■ TEXTO DE ORIGEN
- - - -

JUAN PABLO II Y EL ROSARIO


Meditar con María los misterios de la Redención 
rezando el Rosario

(Homilía pronunciada durante la Misa
para las Asociaciones y Movimientos marianos
en la plaza de San Pedro, 2 de octubre de 1983)


El saludo del arcángel Gabriel a María
1. «Ella se turbó ante estas palabras y se preguntaba qué 
saludo aquél...».
Hoy, primer domingo de octubre, os saludo a todos los 
miembros de los Movimientos marianos, devotos del «Saludo 
del ángel» que estáis en Roma con ocasión del Jubileo 
extraordinario de nuestra Redención.
(…)
El Evangelista Lucas dice que María «se turbó» ante las 
palabras que le dirigió el arcángel Gabriel en el momento de 
la anunciación y «se preguntaba qué saludo era aquél».
Esta meditación de María constituye el modelo primero de 
la oración del Rosario. Es la oración de quienes aman el 
saludo del ángel a María. Lss personas que rezan el Rosario 
vuelven a tomar con el pensamiento y el corazón la meditación 
de María y rezando meditan «qué saludo era aquel».

El contenido arcano del mensaje
2. En primer lugar repiten las palabras dirigidas a María por 
Dios mismo a través de su mensajero.
Las personas que aman el saludo del ángel a María repiten 
unas palabras que vienen de Dios. Al rezar el Rosario, 
pronunciamos una y otra vez estas palabras. No es ésta una 
repetición simplista. Las palabras dirigidas a María por Dios 
mismo y pronunciadas por el mensajero divino encierran un 
contenido arcano.
«Alégrate, llena de gracia, el Señor está contigo...» (Lc 1, 
28), «bendita entre las mujeres» (Lc 1, 42).

- - - -

■ BLOQUE DE DATOS
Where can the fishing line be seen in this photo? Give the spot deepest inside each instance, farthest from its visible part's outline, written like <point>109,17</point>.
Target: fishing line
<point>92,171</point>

- - - -

■ LO QUE SE PIDE
Repite sin cambios el pasaje de la homilía sobre el Rosario que comienza con "(Homilía pronunciada durante" y sigue hasta "de nuestra Redención.".

■ RESPUESTA ESCRITA
(Homilía pronunciada durante la Misa
para las Asociaciones y Movimientos marianos
en la plaza de San Pedro, 2 de octubre de 1983)


El saludo del arcángel Gabriel a María
1. «Ella se turbó ante estas palabras y se preguntaba qué 
saludo aquél...».
Hoy, primer domingo de octubre, os saludo a todos los 
miembros de los Movimientos marianos, devotos del «Saludo 
del ángel» que estáis en Roma con ocasión del Jubileo 
extraordinario de nuestra Redención.